Фрагмент текста =>
_ _ _ _
Вряд ли случаен интерес Балтрушайтиса этого периода к таким явлениям культуры, как живопись и музыка М. К. Чюрлёниса, музыка А. Н. Скрябина, театральная деятельность в московском Свободном театре с самыми разнообразными планами. Синтетические устремления поэта должны были обрести законченность, свершиться чему помешали различные внешние обстоятельства. Но за этими внешними обстоятельствами была некоторая внутренняя логика: самые героические усилия отдельных личностей не могли связать воедино высокоспециализированные достижения в различных областях искусства. Поэтому здесь была нужна скорее работа не по скорейшему сведению сводов, а по изучению корневых сплетений разных искусств, связанных с их языками, в том числе и с языками национальными.
И тут, пожалуй, следует хотя бы вкратце вернуться к проблеме, лишь намеченной в имеющихся исследованиях: к проблеме языкового своеобразия Балтрушайтиса, родным языком которого был литовский, стихи до определенного возраста он писал исключительно по-русски, свободно говорил и тем более читал на многих европейских языках. В годы Первой мировой войны, воспринятой как всемирно-историческое событие, в основании которого лежит противостояние германства и славянства, Балтрушайтис неминуемо должен был занять обостренно славянскую позицию, особенно если иметь в виду, что и себя он считал славянином, и Мицкевича: «…от славянского инстинкта я жду совершенно беспримерных творческих откровений. <…> Остаемся мы, не знающие себе конца славяне» [553] . В этом поиске национального единства, далеко не исчерпывающемся только имперским сознанием, искушение подчиниться которому бывает так сладко, Балтрушайтис идет достаточно далеко. Да, его стихи как будто бы обходят военные темы, в них нет, как и прежде, откровенности [554] , однако внутри, на глубине, они позволяют увидеть, как происходит сближение поэта со вновь осознаваемым как вечная ценность окружающим миром. Возьмем лишь часть одного из ничем особенным не примечательных стихотворений Балтрушайтиса 1915 года — «Село Ильинское»:
553
Из письма к В. Я. Брюсову от 28 июля 1901 г. Цит. по: Научные чтения. I. 30 мая 1998 г. С. 18.
_ _ _ _
Исходные записи =>
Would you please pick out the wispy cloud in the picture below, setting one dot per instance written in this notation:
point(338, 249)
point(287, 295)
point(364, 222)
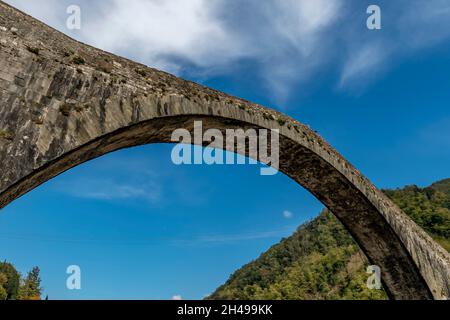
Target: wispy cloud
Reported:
point(289, 42)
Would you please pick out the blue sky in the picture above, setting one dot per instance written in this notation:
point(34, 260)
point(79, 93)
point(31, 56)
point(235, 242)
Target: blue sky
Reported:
point(142, 228)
_ _ _ _
Цель задания =>
Какой язык, согласно фрагменту текста, был родным для Балтрушайтиса?

Ответ на задание =>
Родным языком Балтрушайтиса был литовский.